(Exercise requirements) Please copy every item below word for word, leaving out the pictures.

(Records)
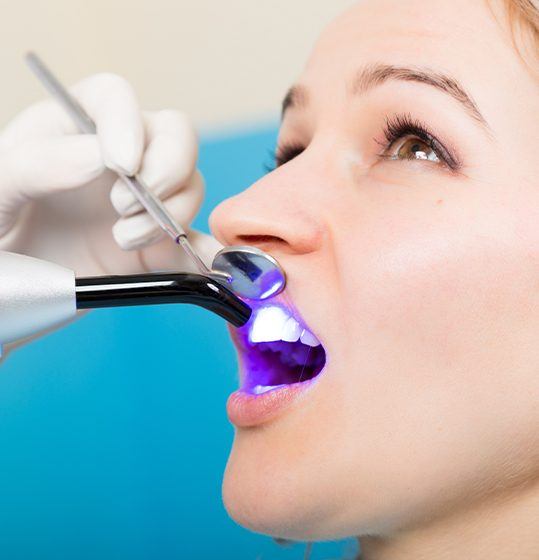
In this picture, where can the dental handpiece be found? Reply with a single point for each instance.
(36, 295)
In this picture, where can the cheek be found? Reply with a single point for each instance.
(443, 320)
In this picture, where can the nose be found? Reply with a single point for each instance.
(276, 214)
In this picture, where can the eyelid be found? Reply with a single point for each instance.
(402, 125)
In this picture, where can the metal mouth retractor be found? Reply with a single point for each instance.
(247, 271)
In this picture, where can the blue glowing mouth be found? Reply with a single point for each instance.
(267, 361)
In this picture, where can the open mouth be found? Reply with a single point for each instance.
(277, 349)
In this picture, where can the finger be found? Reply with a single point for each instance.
(109, 100)
(112, 104)
(168, 162)
(140, 230)
(37, 168)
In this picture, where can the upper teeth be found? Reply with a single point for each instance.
(274, 323)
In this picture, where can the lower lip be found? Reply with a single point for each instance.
(246, 410)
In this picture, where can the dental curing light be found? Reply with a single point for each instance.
(247, 271)
(37, 294)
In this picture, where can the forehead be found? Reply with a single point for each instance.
(459, 36)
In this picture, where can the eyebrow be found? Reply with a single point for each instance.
(377, 74)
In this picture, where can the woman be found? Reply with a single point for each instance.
(402, 406)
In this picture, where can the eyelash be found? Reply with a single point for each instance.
(396, 128)
(405, 125)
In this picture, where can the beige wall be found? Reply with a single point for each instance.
(225, 63)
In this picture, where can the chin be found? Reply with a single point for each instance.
(268, 490)
(263, 504)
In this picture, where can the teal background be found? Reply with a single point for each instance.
(105, 453)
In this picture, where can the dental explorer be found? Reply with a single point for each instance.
(248, 271)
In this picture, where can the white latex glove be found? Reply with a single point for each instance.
(59, 202)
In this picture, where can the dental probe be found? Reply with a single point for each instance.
(37, 294)
(247, 271)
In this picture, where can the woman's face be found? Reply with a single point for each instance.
(405, 212)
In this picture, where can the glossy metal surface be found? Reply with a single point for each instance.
(255, 274)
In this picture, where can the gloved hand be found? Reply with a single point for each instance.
(60, 202)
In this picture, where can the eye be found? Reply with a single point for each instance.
(284, 154)
(412, 147)
(410, 139)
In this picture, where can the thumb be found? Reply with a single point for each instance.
(36, 168)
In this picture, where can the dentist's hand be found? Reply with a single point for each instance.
(60, 202)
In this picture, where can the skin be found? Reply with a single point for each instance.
(422, 283)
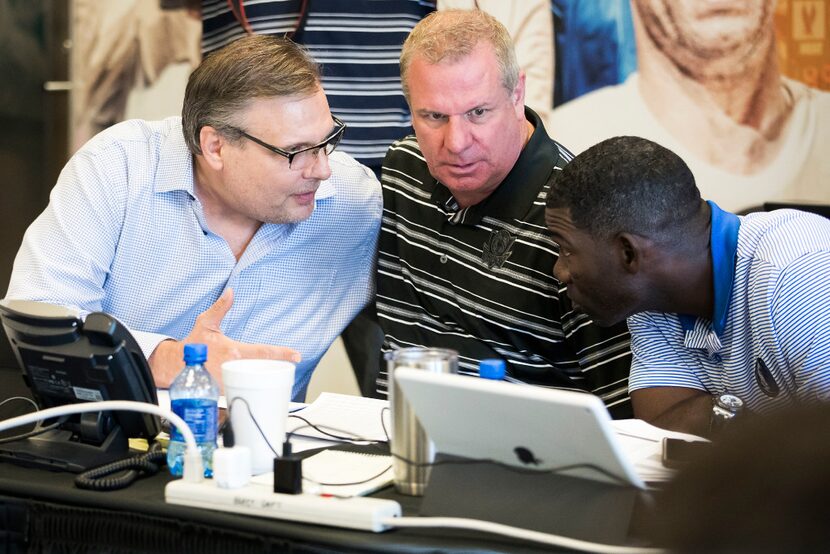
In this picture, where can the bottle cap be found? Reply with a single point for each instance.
(195, 353)
(492, 368)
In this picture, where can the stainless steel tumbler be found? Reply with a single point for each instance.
(410, 446)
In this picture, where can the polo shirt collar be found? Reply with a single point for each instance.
(520, 188)
(169, 174)
(724, 248)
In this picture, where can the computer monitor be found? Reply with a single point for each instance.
(65, 360)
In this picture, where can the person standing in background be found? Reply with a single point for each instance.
(223, 227)
(709, 87)
(357, 43)
(530, 24)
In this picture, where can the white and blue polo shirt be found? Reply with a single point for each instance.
(769, 340)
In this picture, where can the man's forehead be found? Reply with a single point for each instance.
(559, 219)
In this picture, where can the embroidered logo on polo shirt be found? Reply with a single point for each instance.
(765, 380)
(497, 248)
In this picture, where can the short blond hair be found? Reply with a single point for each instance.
(452, 35)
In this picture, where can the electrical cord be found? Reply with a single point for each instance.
(38, 430)
(322, 429)
(133, 468)
(226, 429)
(193, 469)
(516, 533)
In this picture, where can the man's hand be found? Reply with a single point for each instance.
(166, 361)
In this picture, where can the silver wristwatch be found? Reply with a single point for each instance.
(725, 408)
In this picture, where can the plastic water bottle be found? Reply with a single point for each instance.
(193, 397)
(492, 368)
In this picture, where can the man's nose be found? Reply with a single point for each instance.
(320, 169)
(457, 135)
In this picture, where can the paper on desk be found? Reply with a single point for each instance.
(343, 414)
(643, 444)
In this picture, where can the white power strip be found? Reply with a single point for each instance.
(258, 500)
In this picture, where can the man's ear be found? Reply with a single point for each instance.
(630, 250)
(518, 95)
(212, 144)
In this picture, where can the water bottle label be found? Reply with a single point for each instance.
(200, 414)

(Written answer)
In this picture, where can the dental handpiece be found? Reply with a single point for each instance.
(36, 295)
In this picture, where can the cheek be found? Reply with a single point for each instance.
(443, 320)
In this picture, where can the nose be found? Reply with a single point for each instance.
(276, 214)
In this picture, where can the eyelid be found? Reply with a single point for each instance.
(402, 125)
In this picture, where can the metal mouth retractor be found? Reply with a single point for each instance.
(247, 271)
In this picture, where can the blue glowing mouth be found? Reply with a single point for each instance.
(267, 361)
In this picture, where can the open mouth be found? Reply with a single point for each instance.
(277, 349)
In this picture, where can the finger be found? Reply with a single point for each instance.
(109, 100)
(112, 104)
(168, 162)
(140, 230)
(37, 168)
In this picture, where can the upper teeth be found? Reply with a single point for each instance.
(274, 323)
In this picture, where can the lower lip be found? Reply with a single point for each instance.
(246, 410)
In this picture, where can the dental curing light be found? Reply with a single point for each instance.
(247, 271)
(37, 294)
In this picture, where can the forehead be found? Reply with a single point for each instance.
(459, 36)
In this picture, where can the eyebrow be found? Reply with a single point for each instance.
(377, 74)
In this picture, where can the woman be found? Reply with a single point for each instance.
(402, 406)
In this picture, where can the eyelash be found? Reply with a single point for each instance.
(396, 128)
(405, 125)
In this picture, where can the beige wall be found? Reply with a single point for each instance.
(225, 63)
In this picture, where can the chin be found? Reply with a single point for each instance.
(268, 490)
(263, 504)
In this picture, where can the teal background be found? Reply with a single point for each instance.
(105, 453)
In this picture, where can the dental explorer be found? Reply with a single point for each instance.
(248, 271)
In this picture, where can the white latex glove be found? Reply with a single point for each instance.
(59, 202)
In this picture, where can the dental probe be found? Reply with a single point for each instance.
(37, 294)
(247, 271)
In this picture, where can the woman's face be found? Reply with a single point for each instance.
(405, 212)
In this picture, where can the glossy metal surface be found? Reply with a single point for each instance.
(255, 274)
In this picture, where can the gloved hand be found? Reply with a single point for each instance.
(60, 202)
In this picture, where can the eye be found? Reply with a single point for each instance.
(284, 154)
(412, 147)
(410, 139)
In this picture, where can the thumb be found? Reply with a single point for each instance.
(36, 168)
In this picture, where can the dentist's hand be found? Reply with a single point for each instance.
(60, 202)
In this picture, where can the skin be found? Reply with a single point for each instance.
(422, 283)
In this picture, where can the bottle cap be found? Reply with a single point for each instance.
(195, 353)
(492, 368)
In this picture, where can the stainless steel tumbler be found? Reply with a single point for each instance.
(410, 446)
In this picture, where can the polo shirt collar be found? Reply with a single point for each instance.
(520, 188)
(169, 174)
(724, 248)
In this picture, where can the computer monitor be found? Reply with a single point for each instance.
(65, 360)
In this picture, where can the person standing in background be found? Reply with a single point for each instance.
(223, 227)
(709, 87)
(357, 43)
(530, 24)
In this picture, where can the white and blue polo shirt be found? Reply with a single point for each instance.
(769, 340)
In this picture, where can the man's forehead be found? Reply with a single point for each instance.
(559, 219)
In this picture, where can the embroidered logo on polo shirt be found? Reply with a single point for each instance.
(765, 380)
(497, 248)
In this picture, where can the short blond hair be found? Reply with a single point for each instance.
(452, 35)
In this picture, where can the electrical cord be found? Reply with a single point for each instance.
(38, 430)
(322, 429)
(133, 468)
(226, 429)
(193, 469)
(516, 533)
In this picture, where can the man's hand be found? Reply with a single point for each instance.
(166, 361)
In this picture, where can the silver wristwatch be found? Reply with a single point for each instance.
(725, 408)
In this picture, where can the plastic water bottle be found? Reply with a single point for each instance.
(193, 397)
(492, 368)
In this picture, where can the man's nose be found? Reply with a single point for each instance.
(320, 169)
(457, 135)
In this picture, where can the paper on desk be found? Reply with a single point for each instance.
(343, 414)
(643, 444)
In this picture, where can the white power strip be found? Reply with a single point for each instance.
(258, 500)
In this picture, where can the man's ear be found? Reply with a single point for each instance.
(630, 250)
(518, 95)
(212, 144)
In this picture, where can the water bottle label be found? Reply with a single point for each instance.
(200, 414)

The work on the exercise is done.